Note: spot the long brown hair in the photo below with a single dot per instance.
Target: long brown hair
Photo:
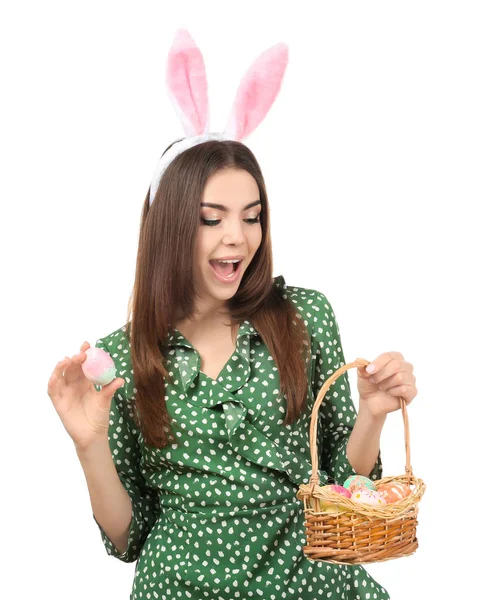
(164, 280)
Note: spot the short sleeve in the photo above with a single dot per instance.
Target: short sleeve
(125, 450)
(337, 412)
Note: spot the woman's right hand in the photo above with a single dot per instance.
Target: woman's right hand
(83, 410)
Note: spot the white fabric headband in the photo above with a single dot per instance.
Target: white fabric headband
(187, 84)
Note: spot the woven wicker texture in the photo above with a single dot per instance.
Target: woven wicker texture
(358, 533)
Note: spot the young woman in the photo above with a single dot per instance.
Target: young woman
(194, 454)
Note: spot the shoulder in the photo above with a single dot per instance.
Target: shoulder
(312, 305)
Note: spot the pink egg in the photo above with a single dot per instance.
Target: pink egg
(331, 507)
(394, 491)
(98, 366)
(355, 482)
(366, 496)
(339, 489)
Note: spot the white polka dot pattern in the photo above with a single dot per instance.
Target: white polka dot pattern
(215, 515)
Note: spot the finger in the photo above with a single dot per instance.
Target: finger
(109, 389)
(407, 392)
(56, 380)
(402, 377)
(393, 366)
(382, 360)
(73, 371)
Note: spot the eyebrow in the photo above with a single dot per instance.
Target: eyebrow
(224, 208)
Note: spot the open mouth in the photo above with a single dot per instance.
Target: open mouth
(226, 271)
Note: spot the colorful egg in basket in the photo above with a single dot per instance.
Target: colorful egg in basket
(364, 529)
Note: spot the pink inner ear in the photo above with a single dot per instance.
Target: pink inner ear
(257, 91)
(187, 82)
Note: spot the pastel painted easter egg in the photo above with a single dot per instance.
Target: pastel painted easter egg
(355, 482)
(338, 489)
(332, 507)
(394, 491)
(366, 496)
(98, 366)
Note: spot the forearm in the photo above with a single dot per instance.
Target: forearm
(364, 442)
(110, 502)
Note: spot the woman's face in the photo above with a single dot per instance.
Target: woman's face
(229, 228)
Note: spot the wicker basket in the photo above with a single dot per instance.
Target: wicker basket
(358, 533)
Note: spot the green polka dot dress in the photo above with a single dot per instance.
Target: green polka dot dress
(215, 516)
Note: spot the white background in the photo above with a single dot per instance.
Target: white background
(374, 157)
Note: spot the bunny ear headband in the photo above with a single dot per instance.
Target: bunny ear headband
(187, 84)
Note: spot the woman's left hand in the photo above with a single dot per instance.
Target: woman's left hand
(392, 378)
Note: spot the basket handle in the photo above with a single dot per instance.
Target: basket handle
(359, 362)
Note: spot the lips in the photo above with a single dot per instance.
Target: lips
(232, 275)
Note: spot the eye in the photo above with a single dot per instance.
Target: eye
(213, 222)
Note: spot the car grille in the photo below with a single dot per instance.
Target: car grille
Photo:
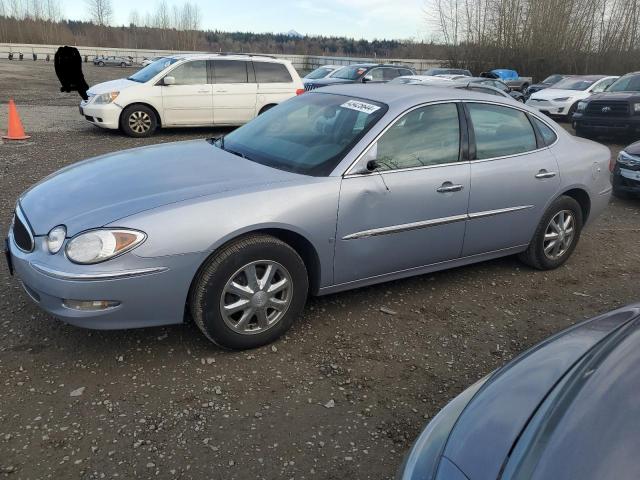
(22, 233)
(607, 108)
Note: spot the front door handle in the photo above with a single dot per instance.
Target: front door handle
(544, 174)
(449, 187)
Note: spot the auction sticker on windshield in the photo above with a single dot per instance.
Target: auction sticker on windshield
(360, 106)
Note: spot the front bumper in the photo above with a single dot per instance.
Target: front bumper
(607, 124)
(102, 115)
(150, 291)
+--
> YOUR TASK:
Report how many lines in the data include the word "grille". Nothing else is needed.

> TASK RESULT:
2